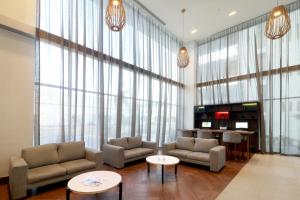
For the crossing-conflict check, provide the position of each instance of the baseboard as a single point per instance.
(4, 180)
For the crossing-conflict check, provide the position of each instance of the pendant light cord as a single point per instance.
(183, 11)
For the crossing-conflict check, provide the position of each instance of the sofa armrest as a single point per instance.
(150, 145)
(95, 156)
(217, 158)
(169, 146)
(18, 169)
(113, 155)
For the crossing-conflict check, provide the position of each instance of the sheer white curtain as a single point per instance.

---+---

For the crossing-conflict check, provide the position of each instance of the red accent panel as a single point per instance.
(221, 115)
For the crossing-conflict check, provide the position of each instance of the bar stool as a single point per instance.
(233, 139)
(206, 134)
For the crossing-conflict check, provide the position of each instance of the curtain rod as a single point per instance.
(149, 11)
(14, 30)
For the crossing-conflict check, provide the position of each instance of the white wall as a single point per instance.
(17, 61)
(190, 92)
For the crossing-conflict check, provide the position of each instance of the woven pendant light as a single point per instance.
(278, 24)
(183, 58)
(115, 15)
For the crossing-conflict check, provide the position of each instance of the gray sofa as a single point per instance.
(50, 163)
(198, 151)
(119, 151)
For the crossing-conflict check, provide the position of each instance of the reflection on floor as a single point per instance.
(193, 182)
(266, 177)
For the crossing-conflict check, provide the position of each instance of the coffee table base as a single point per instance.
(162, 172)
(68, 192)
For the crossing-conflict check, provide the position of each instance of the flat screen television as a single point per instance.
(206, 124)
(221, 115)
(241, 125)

---+---

## [WORK TO DO]
Pick out and copy every line of the records above that contains the string "light". The match is case-sensitive.

## [SOLUTION FOR THIS PROBLEM]
For the crossing-conflict check, provide the position of each instance of the pendant light cord as a single point per instance.
For the crossing-conflict check, provide the position of each instance of the woven pendant light as a single point per instance.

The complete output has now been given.